▸ **TASK**:
Please answer these questions from the text on self-awareness:
(a) What causes muscles to contract?
(b) What two kinds of brain models does it name?
(c) What device does it place, in a way, at the first stage of self-awareness?

═════ STUDY TEXT

What is the limit to self-awareness?
We can hook up sensors to our bodies to learn for example that while riding a bike uphill, we are not fully using particular muscles. This can help us learn how to use those muscles to use our bodies more fully.
We have a fairly good understanding of how muscles work - electrical signals cause the muscles to contract which causes joints to flex or extend, which results in some motion. The more muscles we apply to that contraction, the more forceful the motion. And we have created many simulations of this, like robots, and even solved the reverse problem of determining how the robot should engage its motors in order to produce a desired motion.
But what about our brains? Do we know how neurons - billions of them - can collectively provide the services of our brains? How they store and recall memories? How they recognize a friend we haven't seen in years? How we recognize that a species of dog we've never seen before is also a dog? And so on.
Interestingly enough, we have created models of brains - most famously digital computers, but also neural networks designed to simulate networks of brain cells. But I don't know if we (humankind) knows how this process works - how does the complex behavior emerge from the simple behavior of its components?
And if we had some control over the behavior of its components, could we produce particular behaviors? I assume we're a long way off from injecting Matrix-like consciousness into a brain or Total Recall-like false memories.
So my question is whether our own brains are even capable of figuring this out. I think this understanding is part of a sequence or continuum of self-awareness.
For example, the first stage is to realize that anything exists. In a way, a light sensor is at this stage since it reacts to the external world.
The next stage is to realize that one is separate from the rest of the world. Then to realize that one has a body. Then to know that one has a brain. Then to know that it is the brain that is responsible for knowing that. 
Then to know what are the components of that brain - its structure. And continuing, to know how that structure works, and next to know how to modify that structure in order to modify how it works.
Perhaps we will one day be able to detect that a particular area or structure of our brains is not working effectively and through that feedback will be able to improve it, directly modifying our thoughts and behaviors.

══════════
═════ MATERIAL PROVIDED

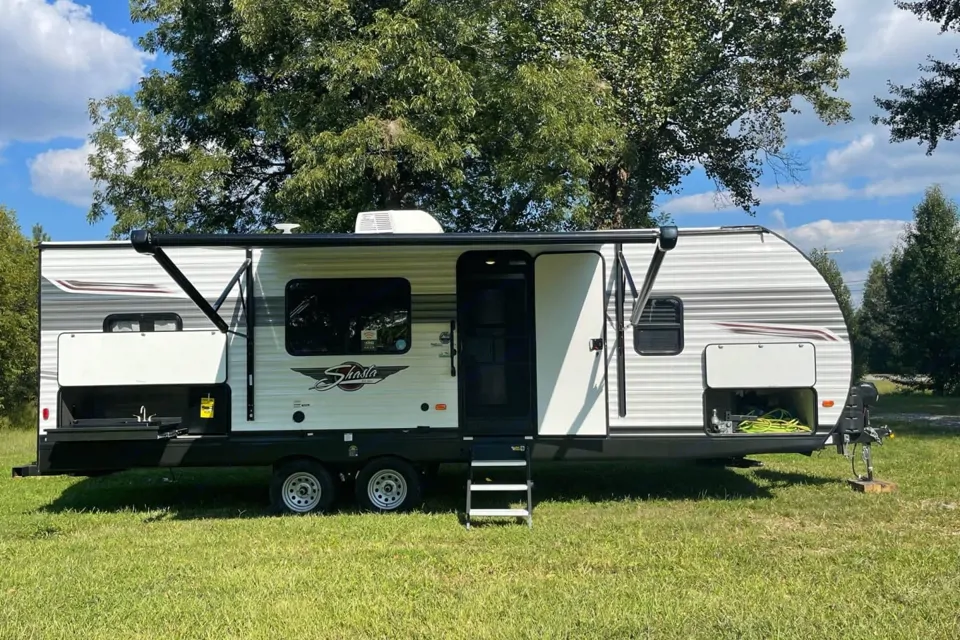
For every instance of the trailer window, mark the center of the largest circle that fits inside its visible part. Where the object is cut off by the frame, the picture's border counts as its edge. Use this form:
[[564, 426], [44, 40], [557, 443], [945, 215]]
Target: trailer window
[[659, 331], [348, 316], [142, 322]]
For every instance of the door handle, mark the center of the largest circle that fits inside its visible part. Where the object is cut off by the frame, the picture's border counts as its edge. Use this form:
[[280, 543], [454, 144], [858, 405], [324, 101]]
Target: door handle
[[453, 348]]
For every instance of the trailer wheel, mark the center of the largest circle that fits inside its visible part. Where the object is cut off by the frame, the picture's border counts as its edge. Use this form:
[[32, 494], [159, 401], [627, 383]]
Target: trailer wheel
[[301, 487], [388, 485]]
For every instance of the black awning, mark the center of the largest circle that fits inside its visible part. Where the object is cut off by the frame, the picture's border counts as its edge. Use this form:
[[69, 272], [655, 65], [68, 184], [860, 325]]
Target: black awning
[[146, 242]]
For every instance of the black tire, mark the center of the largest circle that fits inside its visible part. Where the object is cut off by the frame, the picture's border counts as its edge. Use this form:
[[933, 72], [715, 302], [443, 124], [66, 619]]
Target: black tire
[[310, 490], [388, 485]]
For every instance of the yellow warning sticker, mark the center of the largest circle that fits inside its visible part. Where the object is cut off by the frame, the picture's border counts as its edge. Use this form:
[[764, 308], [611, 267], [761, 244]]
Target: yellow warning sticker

══════════
═════ MATERIAL PROVIDED

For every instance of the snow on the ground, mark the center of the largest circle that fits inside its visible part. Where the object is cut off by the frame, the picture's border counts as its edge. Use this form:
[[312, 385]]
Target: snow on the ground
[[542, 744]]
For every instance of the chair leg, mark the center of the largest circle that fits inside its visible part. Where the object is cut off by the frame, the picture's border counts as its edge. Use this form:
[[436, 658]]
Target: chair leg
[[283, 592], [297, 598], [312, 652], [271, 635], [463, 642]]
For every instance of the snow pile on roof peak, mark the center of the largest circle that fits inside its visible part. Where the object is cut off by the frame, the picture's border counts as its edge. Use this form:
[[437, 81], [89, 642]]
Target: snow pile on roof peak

══════════

▸ **RESULT OF THE EXERCISE**:
(a) Electrical signals.
(b) Digital computers, and neural networks designed to simulate networks of brain cells.
(c) A light sensor.